◆ Texto fornecido:
Olho gordo
Pedro J. Bondaczuk
A
inveja é uma das emoções básicas, primitivas, do homem. Todos a
temos, em maior ou menor medida, embora raros admitam este fato. A
Bíblia coloca-a como a causa do primeiro homicídio ocorrido no
mundo, o de Caim, que matou Abel porque a oferenda do irmão era de
maior agrado a Deus do que a sua. Não percebia que o que importava
era o sentimento que a acompanhava e não no que ela consistia.
Faltava-lhe sinceridade e abundava antagonismo e exacerbado espírito
de competição.
O
povo, em sua simplicidade, criou uma expressão para esse sentimento:
"olho gordo". Na Idade Média, houve até quem parou em uma
fogueira por essa causa. Quando adquirimos uma casa nova, ou temos um
carrão zero quilômetro recém-saído de uma concessionária ou
qualquer outro bem de grande valor que seja símbolo de sucesso e de
elevado "status" social, e alguém os observa com
intensidade que entendemos ser maior do que a normal, é costume, até
instintivo, batermos três vezes na madeira.
Pensamos,
com isso, impedir que os "maus fluidos" do invejoso façam
com que percamos ou estraguemos os objetos a que atribuímos tanto
valor. Muitas vezes essa "inveja" sequer existe. Nosso afã
de ostentação é tão grande que passamos a fantasiar as coisas. E
o "olho gordo", nesses casos, está apenas em nossa cabeça.
Claro
que essa atitude não passa de superstição. Interessante é que
todos temos, mesmo que somente uma vez ou outra, inveja de alguém ou
de alguma coisa, mas não há quem o admita às claras e com
franqueza. "Invejoso, eu! Não! Jamais!", afirmam,
ofendidos, os que são acusados de mostrar esse sentimento, que
tentam a todo o custo disfarçar, mesmo quando sua atitude mostre o
contrário.
Essas
pessoas são capazes até de brigar por isso. Pura hipocrisia... (o
que também é normal). Quando não invejamos os bens de alguém, o
fazemos em relação à sua posição, a um seu talento que não
possuímos, ou ao seu êxito profissional, artístico ou social
(mesmo que passageiro ou ocasional) que tenha.

Trechos do conjunto de dados de apontamento:

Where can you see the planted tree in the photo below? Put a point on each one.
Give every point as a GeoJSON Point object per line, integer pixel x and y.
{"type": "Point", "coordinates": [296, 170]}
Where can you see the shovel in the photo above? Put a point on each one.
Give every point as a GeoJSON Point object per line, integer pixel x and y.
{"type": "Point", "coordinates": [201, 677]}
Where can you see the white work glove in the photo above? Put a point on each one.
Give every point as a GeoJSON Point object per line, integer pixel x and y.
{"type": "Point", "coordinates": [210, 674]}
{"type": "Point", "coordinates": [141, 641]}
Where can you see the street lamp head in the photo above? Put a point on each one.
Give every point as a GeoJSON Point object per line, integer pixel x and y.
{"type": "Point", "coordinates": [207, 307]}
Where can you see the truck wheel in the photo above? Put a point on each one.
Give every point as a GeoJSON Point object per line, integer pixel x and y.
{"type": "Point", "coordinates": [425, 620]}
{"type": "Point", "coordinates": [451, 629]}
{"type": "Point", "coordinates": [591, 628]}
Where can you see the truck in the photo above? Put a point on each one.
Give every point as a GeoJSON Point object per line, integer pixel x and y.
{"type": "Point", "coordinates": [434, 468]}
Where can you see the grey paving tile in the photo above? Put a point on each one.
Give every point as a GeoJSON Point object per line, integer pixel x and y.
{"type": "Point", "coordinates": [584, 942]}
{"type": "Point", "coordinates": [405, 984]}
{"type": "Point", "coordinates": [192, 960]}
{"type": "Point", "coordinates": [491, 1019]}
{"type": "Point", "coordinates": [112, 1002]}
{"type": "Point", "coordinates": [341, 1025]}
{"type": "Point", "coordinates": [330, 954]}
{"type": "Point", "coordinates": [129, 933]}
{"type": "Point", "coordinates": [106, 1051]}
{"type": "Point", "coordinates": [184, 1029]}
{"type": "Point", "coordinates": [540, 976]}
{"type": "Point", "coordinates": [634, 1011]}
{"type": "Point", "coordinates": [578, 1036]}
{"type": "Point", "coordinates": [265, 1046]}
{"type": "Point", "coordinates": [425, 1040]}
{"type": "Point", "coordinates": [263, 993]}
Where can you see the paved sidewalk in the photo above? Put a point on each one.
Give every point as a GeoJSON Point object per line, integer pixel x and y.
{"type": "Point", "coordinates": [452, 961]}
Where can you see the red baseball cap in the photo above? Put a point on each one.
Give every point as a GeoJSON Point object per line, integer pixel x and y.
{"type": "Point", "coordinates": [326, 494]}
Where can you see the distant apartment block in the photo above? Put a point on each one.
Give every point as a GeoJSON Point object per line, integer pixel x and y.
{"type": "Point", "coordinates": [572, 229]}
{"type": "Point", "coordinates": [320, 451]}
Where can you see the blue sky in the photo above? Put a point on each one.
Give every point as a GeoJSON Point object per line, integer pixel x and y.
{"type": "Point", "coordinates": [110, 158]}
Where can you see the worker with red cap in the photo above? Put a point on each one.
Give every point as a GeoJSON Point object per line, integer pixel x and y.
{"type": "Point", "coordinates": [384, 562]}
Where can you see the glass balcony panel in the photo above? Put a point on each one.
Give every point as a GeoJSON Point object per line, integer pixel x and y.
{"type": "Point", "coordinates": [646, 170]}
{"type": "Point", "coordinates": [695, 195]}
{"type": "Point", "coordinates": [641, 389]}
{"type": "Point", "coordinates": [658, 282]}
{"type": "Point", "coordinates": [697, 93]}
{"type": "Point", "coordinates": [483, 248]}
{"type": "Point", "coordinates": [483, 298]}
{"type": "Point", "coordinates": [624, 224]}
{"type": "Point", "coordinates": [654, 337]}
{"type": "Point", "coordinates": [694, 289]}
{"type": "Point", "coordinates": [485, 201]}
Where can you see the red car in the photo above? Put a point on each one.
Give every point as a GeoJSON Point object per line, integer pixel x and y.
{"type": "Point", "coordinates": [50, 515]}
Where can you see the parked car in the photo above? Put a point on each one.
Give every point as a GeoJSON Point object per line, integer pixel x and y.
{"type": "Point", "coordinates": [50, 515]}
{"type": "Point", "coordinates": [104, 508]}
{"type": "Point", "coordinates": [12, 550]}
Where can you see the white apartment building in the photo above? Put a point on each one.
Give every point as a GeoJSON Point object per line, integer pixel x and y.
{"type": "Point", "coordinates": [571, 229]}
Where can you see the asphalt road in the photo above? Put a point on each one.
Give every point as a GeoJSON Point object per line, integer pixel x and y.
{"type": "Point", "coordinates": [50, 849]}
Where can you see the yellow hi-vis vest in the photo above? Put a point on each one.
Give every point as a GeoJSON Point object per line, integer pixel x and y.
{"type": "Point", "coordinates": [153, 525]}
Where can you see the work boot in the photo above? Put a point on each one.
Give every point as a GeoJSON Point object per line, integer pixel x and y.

◆ Problema curto 1:
Transcreva do texto sobre o olho gordo o trecho que começa nas palavras "Faltava-lhe sinceridade e" e vai até as palavras "vezes na madeira.", inclusive.
◆ Problema curto 2:
Escreva a continuação do texto sobre o olho gordo, começando logo depois da última frase apresentada.

◆ Saída esperada 1:
Faltava-lhe sinceridade e abundava antagonismo e exacerbado espírito
de competição.
O
povo, em sua simplicidade, criou uma expressão para esse sentimento:
"olho gordo". Na Idade Média, houve até quem parou em uma
fogueira por essa causa. Quando adquirimos uma casa nova, ou temos um
carrão zero quilômetro recém-saído de uma concessionária ou
qualquer outro bem de grande valor que seja símbolo de sucesso e de
elevado "status" social, e alguém os observa com
intensidade que entendemos ser maior do que a normal, é costume, até
instintivo, batermos três vezes na madeira.

◆ Saída esperada 2:
O
escritor norte-americano, Gore Vidal, foi mais franco. Em um artigo
que escreveu recentemente, admitiu: "Um amigo tem sucesso; algo
dentro de mim morre". E o que é esse sentimento, essa
mortificação, essa emoção intensa e negativa que expressou, senão
a velha e conhecida inveja?
Todavia,
quantos, como ele, teriam a coragem de confessar isso com tamanho
desassombro? Nossa tendência é a de passarmos sempre uma imagem
favorável aos que nos cercam, mesmo que saibamos, no íntimo, que é
falsa e artificial. Aliás, nem sempre a amizade que nos declaram (e
vice-versa) é genuína. Muitas vezes é mero coleguismo. Quando
submetida ao mais simples teste, se esboroa com facilidade.
O
poeta persa Omar Khayyam já aconselhava, em seus versos:
"Contenta-te
com poucos amigos.
Não
busques prolongar a simpatia que alguém te inspirou.
Antes
de apertares a mão de um homem,
considera
se ela um dia não se erguerá contra ti".
Na
maioria das vezes se ergue. E nos momentos em que mais precisamos de
apoio.
Confesso
(e não é para me mostrar bonzinho) que não tenho inveja dos bens
que os outros possuem, por mais preciosos que sejam, por não dar
valor às coisas, às quais nunca me apeguei, por convicção e por
temperamento. Meu apego é com pessoas. E invejo talentos que os
outros possuem e eu não. Como os músicos, por exemplo, que tocam
com maestria instrumentos que não sei sequer segurar, pois é algo
que jamais conseguirei fazer. Ou pintores e escultores, que "recriam"
o mundo com sua maravilhosa aptidão.
Embora
considere-me um escritor, não posso deixar de invejar determinados
textos que gostaria de ter escrito, mas que outros não ficaram só
na intenção e os escreveram.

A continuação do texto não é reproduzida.